___ DATA PROVIDED

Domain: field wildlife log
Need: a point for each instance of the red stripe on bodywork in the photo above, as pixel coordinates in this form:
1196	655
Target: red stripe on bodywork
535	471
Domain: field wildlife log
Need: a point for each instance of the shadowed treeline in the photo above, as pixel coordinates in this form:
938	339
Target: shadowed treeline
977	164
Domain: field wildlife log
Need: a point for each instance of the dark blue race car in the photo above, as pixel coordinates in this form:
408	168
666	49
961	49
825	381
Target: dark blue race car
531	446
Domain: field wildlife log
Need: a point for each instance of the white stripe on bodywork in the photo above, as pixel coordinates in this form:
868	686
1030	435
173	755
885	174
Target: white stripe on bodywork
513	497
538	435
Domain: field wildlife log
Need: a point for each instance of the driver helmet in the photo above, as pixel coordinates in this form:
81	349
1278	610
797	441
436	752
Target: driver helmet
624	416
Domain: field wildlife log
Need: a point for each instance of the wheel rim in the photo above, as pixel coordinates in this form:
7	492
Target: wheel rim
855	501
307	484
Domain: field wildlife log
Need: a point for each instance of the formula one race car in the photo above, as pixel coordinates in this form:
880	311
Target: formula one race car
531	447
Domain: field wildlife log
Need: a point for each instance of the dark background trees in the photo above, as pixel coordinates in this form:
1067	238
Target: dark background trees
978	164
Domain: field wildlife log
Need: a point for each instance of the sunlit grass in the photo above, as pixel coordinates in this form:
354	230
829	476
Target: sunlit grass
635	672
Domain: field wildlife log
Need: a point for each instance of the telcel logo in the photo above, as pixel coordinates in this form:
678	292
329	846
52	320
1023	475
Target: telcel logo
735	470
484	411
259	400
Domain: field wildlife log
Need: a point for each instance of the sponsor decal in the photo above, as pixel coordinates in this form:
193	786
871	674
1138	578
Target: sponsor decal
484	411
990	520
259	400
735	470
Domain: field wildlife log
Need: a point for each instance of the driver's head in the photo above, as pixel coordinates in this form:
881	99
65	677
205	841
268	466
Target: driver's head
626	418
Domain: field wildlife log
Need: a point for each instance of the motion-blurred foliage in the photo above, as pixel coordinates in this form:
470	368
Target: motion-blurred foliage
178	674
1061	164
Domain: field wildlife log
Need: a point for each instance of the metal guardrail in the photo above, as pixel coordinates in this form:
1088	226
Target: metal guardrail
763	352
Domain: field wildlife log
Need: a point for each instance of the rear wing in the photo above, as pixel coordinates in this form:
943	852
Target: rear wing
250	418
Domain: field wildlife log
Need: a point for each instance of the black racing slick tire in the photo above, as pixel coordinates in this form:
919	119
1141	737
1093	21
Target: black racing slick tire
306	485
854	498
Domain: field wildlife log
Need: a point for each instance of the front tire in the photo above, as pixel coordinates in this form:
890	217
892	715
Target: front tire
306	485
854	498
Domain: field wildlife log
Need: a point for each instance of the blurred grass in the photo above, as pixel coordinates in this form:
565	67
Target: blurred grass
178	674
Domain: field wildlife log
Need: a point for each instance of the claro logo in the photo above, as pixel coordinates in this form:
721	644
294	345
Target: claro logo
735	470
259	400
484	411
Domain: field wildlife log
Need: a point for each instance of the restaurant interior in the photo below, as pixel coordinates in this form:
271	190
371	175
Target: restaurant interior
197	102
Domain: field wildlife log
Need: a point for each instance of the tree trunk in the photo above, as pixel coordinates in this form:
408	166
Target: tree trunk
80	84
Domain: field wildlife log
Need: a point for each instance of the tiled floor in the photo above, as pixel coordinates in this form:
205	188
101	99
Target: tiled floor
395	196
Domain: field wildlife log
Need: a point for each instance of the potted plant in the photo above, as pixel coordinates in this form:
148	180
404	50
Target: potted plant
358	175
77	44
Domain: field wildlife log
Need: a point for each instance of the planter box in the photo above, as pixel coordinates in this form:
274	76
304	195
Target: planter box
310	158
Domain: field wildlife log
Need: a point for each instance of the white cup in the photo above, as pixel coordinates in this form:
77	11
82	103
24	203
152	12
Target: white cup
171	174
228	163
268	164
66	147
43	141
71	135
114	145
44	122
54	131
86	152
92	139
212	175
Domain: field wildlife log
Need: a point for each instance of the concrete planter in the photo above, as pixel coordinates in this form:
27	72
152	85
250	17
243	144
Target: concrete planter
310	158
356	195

______

- _TASK INSTRUCTIONS_: Repeat the material above in full, quoting it exactly.

- _SOLUTION FOR THIS EXERCISE_:
Domain: field wildlife log
Need: a point for each instance of the red stripe on bodywork in the photo above, as pixel coordinates in this form:
1196	655
Target: red stripe on bodywork
535	471
Domain: field wildlife log
Need: a point for each instance of the shadowed treeline in the photo above, as pixel coordinates in this form:
938	339
Target: shadowed treeline
977	164
Domain: field wildlife log
Need: a point for each instance of the dark blue race car in the photo above, as pixel coordinates in this form:
408	168
666	49
961	49
825	381
Target: dark blue race car
531	446
Domain: field wildlife log
Need: a point for each instance of the white stripe on bodywork in the photo above, as pixel coordinates in this form:
868	686
1030	435
173	755
885	174
Target: white stripe on bodywork
513	497
538	435
Domain: field wildlife log
Need: a point for each instance of the driver helmet in the photo above, as pixel coordinates in this form:
81	349
1278	610
797	441
436	752
Target: driver helmet
624	416
Domain: field wildlife log
Need: a point for each instance of the wheel rim in the photo above, as pixel coordinates in this form:
7	492
Target: wheel rim
855	501
307	484
Domain: field wildlife log
Need: a point for each instance of the formula one race car in the photo above, as pixel coordinates in this form:
880	311
Target: formula one race car
531	447
Domain: field wildlife log
Need: a point for each instance of the dark background trees in the photo above, as pixel coordinates in this form:
1067	238
Target: dark background trees
978	164
Domain: field wildlife log
Need: a point for each instance of the sunlit grass in the photo above, as pixel coordinates in this form:
354	230
829	476
Target: sunlit grass
635	672
Domain: field wildlife log
Need: a point for each instance of the telcel logo in the photo above, as pixel coordinates in this form:
678	292
329	846
52	320
1023	475
Target: telcel logo
735	470
484	411
259	400
Domain: field wildlife log
Need: a point for each instance of the sponsor decal in the photo above, as pixel coordinates in this form:
193	786
871	674
1138	578
Target: sponsor decal
484	411
990	520
259	400
735	470
Domain: field wildlife log
Need: a point for each instance of the driver's head in the photo above, as pixel coordinates in this form:
881	99
65	677
205	841
268	466
Target: driver's head
626	418
Domain: field wildlife log
Need: a point for each instance of the motion-blurred foliage in the photo above, as pixel coordinates in this form:
470	368
Target: motion-blurred foliage
178	674
1061	164
Domain: field wildlife log
Need: a point for each instance of the metal guardrail in the photo above, as pixel coordinates in this form:
1088	226
Target: metal guardrail
763	352
Domain: field wildlife log
Need: a point for each instance of the rear wing in the photo above, as pixel coordinates in this form:
943	852
Target: rear wing
250	418
Domain: field wildlife log
Need: a point for each instance of the black racing slick tire in the photo above, as pixel coordinates in this form:
919	119
1141	737
1093	21
Target: black racing slick tire
306	485
854	498
Domain: field wildlife log
Need: a point for each instance of the front tire in the photo above, as pixel coordinates in this form:
890	217
892	715
Target: front tire
306	485
854	498
Domain: field wildlife log
Need: a point for each instance of the blurred grass in the photo above, as pixel coordinates in this form:
565	67
Target: blurred grass
178	674
Domain: field wildlife log
Need: a point for each instance of the claro logo in the photo above, as pixel coordinates in this form:
721	644
294	345
Target: claro logo
735	470
259	400
484	411
Domain: field wildlife log
Need: a point for each instance of the restaurant interior in the photo below, as pixel coordinates in this form:
271	190
371	175
Target: restaurant interior
197	102
Domain: field wildlife log
Need: a point for each instance of the tree trunk in the photo above, as pixel coordinates in this form:
408	166
Target: tree trunk
80	84
Domain: field wildlife log
Need: a point for each instance of the tiled floor in the photo above, as pixel coordinates in this form:
205	188
101	99
Target: tiled floor
395	196
Domain: field wildlife log
Need: a point for each instance of the potted plant in the photo above, as pixel coordinates in this form:
148	180
404	50
Target: potted plant
358	175
77	44
Domain: field wildlife log
Need: a point for each instance of the planter box in the photo above, as pixel coordinates in this form:
274	76
304	195
Target: planter box
310	158
Domain: field wildlife log
Need: a point for each instance of the white cup in the photo above, as pixel coordinates in this form:
77	11
82	103
24	203
152	12
Target: white cup
171	174
228	163
268	164
66	147
43	141
71	135
114	145
44	122
54	131
86	152
92	139
212	175
Domain: field wildlife log
Need: a point for each instance of the concrete planter in the photo above, as pixel coordinates in this form:
27	72
152	85
250	17
243	144
Target: concrete planter
310	158
356	195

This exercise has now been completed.